▶ _Instructions for the task_
Each line below needs to be repeated precisely as it is.

▶ _Excerpted records_

-=-=-

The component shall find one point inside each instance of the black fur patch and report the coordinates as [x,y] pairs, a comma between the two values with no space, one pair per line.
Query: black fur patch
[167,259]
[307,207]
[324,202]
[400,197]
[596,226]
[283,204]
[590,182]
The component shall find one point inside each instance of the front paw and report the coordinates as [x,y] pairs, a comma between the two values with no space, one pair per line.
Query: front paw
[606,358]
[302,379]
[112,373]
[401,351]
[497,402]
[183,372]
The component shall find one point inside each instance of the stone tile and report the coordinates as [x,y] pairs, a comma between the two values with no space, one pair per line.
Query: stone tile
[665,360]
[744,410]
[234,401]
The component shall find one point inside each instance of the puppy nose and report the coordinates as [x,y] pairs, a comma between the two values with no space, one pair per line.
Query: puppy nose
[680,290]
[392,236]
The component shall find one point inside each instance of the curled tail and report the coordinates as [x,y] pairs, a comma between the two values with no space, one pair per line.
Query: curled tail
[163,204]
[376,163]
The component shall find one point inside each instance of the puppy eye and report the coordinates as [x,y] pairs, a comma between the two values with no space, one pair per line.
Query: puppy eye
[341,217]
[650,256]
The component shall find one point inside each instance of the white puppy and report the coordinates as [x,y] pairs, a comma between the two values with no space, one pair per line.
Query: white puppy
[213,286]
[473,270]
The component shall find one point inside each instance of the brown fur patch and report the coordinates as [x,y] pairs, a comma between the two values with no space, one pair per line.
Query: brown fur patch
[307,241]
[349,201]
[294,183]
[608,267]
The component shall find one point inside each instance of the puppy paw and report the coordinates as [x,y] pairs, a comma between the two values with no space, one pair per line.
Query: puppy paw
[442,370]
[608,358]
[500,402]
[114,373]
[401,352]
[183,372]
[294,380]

-=-=-

▶ _Solution to this exercise_
The component shall find one point inside each instance of the black fur patch and report the coordinates as [x,y] pairs, a comma between the two values with no space, one pair per line.
Query: black fur patch
[167,259]
[307,207]
[324,202]
[400,197]
[596,226]
[283,204]
[590,182]
The component shall find one point inside each instance of the front paw and report the coordinates as [x,y] pairs, a comma between the two values with no space, one pair per line.
Query: front paw
[606,358]
[302,379]
[112,373]
[401,351]
[497,402]
[183,372]
The component shall find one point inside each instance of the stone tile and report the coordinates as [x,y] pairs, a comma between the two values with no space, one pair per line.
Query: stone tile
[665,360]
[744,410]
[234,401]
The component shall find one point inside each instance of the puppy nose and report the coordinates as [x,y] pairs, a comma between the two values with no space, one pair per line.
Query: puppy nose
[680,290]
[392,236]
The component shall find one point inside each instance of the curled tail and report the coordinates as [x,y] pairs, a comma between the two values with no space, one pair per line.
Query: curled tail
[163,204]
[376,163]
The component shall find one point inside each instance of the puppy eye and report the coordinates as [x,y] pairs, a comma between the two values with no space, one pair per line.
Query: puppy eye
[341,217]
[650,256]
The component shall find one point inside each instance of the white puppy and report the coordinates as [x,y] pairs, a comma between the two values with no space, one pair per line.
Query: white puppy
[213,286]
[473,270]
The component shall find one point inside each instance of the brown fur patch and report the coordinates as [x,y] pairs, a comma between the two values with no space, one pair per line.
Query: brown fur patch
[307,241]
[349,201]
[294,183]
[608,267]
The component shall find one point inside each instance of the puppy paw and report the coordinates as [x,y] pairs, a comma between the two values with no space, one pair per line.
Query: puppy paw
[442,370]
[608,358]
[500,402]
[114,373]
[401,352]
[183,372]
[294,380]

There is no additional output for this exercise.